返礼品がたくさんもらえて、なんだかお得な制度だと思ってました。
間違った使い方をして損をしてしまうケースもあるので、しっかり学んでいきましょう。
この記事では、正しい「ふるさと納税」の使い方をわかりやすく解説していきますね!
※本記事では「寄附」「寄付」の表記の混在があります。「寄附」は専門的な用語や名称を示す場合に、「寄付」は一般的な用語を示す場合に、それぞれ使用しています。
目次
はじめる前に確認しよう!「ふるさと納税」の限度額
そもそも、ふるさと納税って何?
生まれ故郷や実家がある市町村や、自分が応援したい自治体に寄付ができる制度です。
手続きをすると、自己負担金(2,000円)を除いた寄付金額が税制優遇されたり、寄付先の自治体から返礼品が受け取れる魅力的な仕組みです。最近では、多くの方が利用するようになりました。
自己負担金とは?
ふるさと納税には、必ず2,000円の自己負担金が必要です。
自己負担金は、あくまで自分が払うお金なので、税制優遇の対象にはなりません。
ふるさと納税の限度額を超えた分は、
純粋な寄付になってしまう!
ふるさと納税は、所得と家族構成により限度額が決まる仕組みです。
この上限額というのは、「税制優遇を受けられる上限」のことを指します。
限度額を超えてもふるさと納税はできますが、限度額を超えた分は純粋な寄付となり、控除や還付の対象外となります。
あなたのふるさと納税の限度額はいくら?

• 作業内容 1: 記録の先頭行から「[[[74,156],[27,103],[8,94],[8,173],[89,177]]]」を含む行までを、両端の行も含めて一字一句そのまま書き写すこと。

• 与えられた情報:
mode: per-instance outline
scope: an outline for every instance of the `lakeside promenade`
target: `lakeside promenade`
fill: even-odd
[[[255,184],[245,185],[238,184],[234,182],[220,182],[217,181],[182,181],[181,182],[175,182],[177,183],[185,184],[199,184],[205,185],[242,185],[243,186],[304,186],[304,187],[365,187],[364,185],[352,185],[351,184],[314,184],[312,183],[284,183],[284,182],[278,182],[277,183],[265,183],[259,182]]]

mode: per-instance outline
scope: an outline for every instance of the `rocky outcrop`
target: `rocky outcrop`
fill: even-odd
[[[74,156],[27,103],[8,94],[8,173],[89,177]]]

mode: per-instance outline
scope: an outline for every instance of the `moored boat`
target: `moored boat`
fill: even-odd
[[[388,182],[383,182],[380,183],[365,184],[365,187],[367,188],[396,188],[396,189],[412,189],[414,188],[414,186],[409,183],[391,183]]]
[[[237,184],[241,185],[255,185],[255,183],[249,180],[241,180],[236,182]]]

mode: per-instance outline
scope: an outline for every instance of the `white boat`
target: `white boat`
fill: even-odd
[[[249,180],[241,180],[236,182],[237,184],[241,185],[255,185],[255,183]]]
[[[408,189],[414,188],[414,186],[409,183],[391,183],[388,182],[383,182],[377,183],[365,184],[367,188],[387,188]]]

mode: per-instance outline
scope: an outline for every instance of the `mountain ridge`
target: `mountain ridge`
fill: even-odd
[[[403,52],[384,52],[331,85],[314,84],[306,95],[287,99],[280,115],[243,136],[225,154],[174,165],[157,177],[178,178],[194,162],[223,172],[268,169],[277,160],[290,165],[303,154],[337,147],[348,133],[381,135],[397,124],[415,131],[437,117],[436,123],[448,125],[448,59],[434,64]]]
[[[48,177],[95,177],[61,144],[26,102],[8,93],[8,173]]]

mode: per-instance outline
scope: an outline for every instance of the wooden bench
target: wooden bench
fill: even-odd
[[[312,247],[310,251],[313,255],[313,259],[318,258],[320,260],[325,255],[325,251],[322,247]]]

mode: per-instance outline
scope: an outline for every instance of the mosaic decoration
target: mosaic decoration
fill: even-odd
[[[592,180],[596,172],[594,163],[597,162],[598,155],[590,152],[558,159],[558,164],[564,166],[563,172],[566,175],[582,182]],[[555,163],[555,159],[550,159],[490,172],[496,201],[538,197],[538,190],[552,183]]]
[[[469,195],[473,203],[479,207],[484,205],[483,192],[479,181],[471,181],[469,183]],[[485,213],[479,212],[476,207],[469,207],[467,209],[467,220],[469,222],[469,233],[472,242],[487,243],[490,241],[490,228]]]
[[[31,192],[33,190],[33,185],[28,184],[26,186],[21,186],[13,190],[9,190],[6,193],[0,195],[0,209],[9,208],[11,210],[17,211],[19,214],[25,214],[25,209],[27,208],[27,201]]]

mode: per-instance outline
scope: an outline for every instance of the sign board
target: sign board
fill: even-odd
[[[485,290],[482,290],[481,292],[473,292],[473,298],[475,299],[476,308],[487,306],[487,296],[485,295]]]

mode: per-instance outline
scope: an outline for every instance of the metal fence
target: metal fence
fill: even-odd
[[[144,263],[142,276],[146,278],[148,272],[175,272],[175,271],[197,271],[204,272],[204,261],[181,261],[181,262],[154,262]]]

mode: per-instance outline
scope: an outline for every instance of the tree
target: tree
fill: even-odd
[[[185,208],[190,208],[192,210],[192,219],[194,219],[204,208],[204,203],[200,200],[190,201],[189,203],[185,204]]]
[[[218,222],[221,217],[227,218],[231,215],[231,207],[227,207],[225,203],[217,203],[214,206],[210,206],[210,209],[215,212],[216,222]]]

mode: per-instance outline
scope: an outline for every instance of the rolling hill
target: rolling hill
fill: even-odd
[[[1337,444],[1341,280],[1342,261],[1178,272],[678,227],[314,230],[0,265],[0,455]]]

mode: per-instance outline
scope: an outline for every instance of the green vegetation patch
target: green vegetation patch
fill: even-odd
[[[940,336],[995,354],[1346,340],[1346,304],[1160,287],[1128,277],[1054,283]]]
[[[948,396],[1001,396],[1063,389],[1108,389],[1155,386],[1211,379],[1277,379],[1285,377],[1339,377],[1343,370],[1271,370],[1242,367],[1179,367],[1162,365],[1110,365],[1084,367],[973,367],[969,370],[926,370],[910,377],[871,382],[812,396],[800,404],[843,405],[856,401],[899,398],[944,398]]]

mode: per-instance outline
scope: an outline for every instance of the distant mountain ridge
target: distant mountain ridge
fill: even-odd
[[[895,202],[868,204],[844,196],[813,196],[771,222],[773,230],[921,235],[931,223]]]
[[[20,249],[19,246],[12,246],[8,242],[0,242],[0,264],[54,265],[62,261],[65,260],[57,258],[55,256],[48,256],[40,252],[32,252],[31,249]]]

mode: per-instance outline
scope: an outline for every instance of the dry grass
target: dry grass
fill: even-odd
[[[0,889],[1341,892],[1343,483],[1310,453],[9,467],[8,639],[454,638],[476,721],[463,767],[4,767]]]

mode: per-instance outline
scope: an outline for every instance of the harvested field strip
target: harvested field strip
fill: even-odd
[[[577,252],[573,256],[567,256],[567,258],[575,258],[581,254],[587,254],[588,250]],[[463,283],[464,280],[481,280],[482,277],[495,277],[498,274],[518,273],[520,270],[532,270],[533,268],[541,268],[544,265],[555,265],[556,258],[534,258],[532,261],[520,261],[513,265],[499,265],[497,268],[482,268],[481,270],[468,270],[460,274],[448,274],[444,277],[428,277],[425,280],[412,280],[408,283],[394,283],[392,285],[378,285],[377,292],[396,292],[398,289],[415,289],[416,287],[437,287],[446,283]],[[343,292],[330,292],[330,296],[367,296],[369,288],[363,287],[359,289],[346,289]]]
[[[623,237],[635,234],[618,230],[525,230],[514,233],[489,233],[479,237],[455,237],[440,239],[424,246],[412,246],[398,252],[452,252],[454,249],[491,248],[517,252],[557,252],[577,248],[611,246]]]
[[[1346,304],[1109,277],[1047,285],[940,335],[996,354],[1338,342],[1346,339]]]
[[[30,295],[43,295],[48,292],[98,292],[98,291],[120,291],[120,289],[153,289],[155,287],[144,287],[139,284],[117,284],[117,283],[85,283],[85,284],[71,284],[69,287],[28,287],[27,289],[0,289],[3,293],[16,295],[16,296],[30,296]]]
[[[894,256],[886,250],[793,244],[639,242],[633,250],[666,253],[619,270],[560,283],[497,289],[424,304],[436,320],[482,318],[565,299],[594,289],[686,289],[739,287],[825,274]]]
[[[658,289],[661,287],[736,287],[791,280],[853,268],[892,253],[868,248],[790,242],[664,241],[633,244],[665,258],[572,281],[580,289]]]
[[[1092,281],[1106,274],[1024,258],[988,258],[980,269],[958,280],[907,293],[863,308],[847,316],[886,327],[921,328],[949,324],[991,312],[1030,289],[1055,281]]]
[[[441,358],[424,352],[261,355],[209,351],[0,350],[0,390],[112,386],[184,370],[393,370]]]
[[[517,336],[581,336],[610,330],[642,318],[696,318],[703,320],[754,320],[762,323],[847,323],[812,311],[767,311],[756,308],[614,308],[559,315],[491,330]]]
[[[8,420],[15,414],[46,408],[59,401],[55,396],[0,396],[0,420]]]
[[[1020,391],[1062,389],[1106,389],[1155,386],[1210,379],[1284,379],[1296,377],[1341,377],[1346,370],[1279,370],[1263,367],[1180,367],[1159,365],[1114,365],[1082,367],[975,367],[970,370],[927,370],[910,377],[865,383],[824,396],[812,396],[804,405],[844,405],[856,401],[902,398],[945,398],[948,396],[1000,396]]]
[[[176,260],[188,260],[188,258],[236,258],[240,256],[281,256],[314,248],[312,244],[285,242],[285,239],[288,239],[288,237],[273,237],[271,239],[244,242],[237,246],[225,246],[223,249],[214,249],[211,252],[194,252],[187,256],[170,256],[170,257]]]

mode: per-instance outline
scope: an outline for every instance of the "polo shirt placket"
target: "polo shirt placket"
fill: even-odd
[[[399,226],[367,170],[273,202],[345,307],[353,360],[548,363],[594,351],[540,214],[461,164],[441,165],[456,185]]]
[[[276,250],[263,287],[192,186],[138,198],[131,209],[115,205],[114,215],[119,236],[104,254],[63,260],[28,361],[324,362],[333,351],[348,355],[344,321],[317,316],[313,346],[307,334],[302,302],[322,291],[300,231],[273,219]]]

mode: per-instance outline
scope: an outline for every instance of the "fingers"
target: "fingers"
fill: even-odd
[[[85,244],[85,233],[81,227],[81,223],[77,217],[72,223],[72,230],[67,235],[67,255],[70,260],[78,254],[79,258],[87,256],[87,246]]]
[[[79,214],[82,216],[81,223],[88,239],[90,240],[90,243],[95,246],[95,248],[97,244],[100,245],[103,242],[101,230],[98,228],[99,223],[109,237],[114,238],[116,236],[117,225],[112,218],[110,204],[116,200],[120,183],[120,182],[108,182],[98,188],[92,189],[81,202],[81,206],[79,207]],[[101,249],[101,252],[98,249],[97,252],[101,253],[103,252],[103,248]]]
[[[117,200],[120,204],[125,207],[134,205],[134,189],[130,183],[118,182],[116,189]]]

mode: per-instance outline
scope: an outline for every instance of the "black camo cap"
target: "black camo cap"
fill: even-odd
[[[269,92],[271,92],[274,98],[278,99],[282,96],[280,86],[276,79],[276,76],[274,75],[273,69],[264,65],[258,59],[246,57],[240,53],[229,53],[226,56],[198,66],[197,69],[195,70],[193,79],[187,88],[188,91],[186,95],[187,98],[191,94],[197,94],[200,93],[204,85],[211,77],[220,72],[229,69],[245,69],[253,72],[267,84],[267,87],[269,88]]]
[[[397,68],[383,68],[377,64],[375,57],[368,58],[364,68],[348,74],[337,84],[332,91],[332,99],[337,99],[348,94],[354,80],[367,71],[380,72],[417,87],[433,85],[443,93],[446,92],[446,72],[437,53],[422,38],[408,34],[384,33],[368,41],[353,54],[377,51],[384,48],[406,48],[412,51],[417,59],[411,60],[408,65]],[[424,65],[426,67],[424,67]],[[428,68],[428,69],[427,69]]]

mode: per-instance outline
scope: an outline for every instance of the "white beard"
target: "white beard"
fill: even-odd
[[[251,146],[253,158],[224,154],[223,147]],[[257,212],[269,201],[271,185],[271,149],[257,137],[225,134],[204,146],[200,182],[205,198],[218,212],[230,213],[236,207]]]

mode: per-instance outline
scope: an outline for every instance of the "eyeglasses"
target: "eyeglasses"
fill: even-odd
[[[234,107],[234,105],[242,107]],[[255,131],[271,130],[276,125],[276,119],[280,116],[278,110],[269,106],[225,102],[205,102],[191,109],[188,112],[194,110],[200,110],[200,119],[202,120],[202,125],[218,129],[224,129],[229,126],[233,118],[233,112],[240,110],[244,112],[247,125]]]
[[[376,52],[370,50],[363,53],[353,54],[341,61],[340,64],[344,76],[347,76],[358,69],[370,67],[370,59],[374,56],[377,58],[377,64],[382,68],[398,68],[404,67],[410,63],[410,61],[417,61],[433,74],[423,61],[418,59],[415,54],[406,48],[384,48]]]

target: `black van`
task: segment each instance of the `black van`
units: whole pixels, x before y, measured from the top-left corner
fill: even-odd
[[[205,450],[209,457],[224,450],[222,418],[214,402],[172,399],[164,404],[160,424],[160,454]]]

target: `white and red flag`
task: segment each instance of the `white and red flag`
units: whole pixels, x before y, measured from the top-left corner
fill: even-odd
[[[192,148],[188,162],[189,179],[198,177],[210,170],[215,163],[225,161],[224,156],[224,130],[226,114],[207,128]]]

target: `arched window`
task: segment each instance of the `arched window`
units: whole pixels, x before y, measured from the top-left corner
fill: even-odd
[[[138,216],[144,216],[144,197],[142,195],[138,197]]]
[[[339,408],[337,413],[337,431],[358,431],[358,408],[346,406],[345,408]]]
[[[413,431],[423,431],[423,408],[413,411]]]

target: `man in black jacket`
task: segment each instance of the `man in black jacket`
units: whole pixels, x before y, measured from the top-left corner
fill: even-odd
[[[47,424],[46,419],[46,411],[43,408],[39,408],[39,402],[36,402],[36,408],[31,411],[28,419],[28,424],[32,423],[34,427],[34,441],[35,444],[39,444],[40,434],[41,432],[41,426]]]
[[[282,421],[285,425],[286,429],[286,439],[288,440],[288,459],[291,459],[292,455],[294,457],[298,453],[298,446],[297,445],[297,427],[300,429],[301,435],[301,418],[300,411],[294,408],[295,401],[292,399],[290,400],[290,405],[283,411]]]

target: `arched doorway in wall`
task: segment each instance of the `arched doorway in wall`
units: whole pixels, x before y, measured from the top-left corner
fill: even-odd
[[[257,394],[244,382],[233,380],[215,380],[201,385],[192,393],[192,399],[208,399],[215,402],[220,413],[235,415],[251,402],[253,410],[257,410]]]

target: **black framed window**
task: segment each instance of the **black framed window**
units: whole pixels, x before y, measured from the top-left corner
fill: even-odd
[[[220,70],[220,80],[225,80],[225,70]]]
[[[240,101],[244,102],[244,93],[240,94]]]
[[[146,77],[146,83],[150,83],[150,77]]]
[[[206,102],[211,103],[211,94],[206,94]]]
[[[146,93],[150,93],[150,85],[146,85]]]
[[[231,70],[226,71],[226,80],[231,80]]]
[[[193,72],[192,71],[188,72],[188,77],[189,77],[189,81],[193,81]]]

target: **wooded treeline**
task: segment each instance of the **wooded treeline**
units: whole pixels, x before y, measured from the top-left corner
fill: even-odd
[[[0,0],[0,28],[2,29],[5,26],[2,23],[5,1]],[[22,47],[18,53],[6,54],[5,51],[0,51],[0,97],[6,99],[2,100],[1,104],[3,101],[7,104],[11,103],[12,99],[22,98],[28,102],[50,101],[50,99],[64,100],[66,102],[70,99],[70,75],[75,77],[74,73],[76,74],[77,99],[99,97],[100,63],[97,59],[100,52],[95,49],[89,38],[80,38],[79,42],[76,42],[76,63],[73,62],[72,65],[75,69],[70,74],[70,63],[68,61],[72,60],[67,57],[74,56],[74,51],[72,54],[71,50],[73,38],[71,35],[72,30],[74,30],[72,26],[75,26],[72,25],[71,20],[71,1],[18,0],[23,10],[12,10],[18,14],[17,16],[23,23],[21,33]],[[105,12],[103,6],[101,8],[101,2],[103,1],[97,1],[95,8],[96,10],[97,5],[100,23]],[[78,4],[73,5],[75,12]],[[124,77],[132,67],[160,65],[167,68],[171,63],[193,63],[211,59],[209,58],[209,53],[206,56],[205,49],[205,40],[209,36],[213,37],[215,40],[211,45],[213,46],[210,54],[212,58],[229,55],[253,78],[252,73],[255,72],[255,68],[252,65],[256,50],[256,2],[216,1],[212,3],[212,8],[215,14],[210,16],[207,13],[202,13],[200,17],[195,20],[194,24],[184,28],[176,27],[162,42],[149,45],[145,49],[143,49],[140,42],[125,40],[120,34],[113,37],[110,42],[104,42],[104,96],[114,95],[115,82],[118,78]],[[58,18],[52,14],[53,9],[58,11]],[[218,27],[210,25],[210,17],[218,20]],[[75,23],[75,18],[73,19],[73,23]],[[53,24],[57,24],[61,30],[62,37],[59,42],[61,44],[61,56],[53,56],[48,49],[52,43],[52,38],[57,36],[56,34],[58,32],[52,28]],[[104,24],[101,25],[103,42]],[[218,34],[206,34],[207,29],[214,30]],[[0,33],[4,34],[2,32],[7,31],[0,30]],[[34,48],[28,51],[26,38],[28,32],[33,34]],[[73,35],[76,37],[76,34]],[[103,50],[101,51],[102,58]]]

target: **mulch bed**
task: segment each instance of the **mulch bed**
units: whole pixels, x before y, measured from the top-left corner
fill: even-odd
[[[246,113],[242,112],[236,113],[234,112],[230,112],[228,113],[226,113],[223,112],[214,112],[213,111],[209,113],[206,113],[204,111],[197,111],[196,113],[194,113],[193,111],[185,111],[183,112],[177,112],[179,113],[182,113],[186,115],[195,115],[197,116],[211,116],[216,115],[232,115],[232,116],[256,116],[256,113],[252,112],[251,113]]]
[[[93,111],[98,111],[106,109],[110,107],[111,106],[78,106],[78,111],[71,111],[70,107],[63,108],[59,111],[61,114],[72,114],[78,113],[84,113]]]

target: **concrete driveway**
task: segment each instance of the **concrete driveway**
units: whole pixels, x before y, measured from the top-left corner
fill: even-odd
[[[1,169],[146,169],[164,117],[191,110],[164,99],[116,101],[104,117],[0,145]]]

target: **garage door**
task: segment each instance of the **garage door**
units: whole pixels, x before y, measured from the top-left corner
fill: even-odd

• 作業内容 2: ふるさと納税の記事を二文で要約すること。

• 解答全文 1:
mode: per-instance outline
scope: an outline for every instance of the `lakeside promenade`
target: `lakeside promenade`
fill: even-odd
[[[255,184],[245,185],[238,184],[234,182],[220,182],[217,181],[182,181],[181,182],[175,182],[177,183],[185,184],[199,184],[205,185],[242,185],[243,186],[304,186],[304,187],[365,187],[364,185],[352,185],[351,184],[314,184],[312,183],[284,183],[284,182],[278,182],[277,183],[265,183],[259,182]]]

mode: per-instance outline
scope: an outline for every instance of the `rocky outcrop`
target: `rocky outcrop`
fill: even-odd
[[[74,156],[27,103],[8,94],[8,173],[89,177]]]

• 解答全文 2: ふるさと納税は、生まれ故郷や応援したい自治体に寄付ができる制度で、自己負担金2,000円を除いた寄付金額が税制優遇され、寄付先の自治体から返礼品も受け取れる。ただし、限度額は所得と家族構成で決まり、それを超えた分は純粋な寄付となって控除や還付の対象外になる。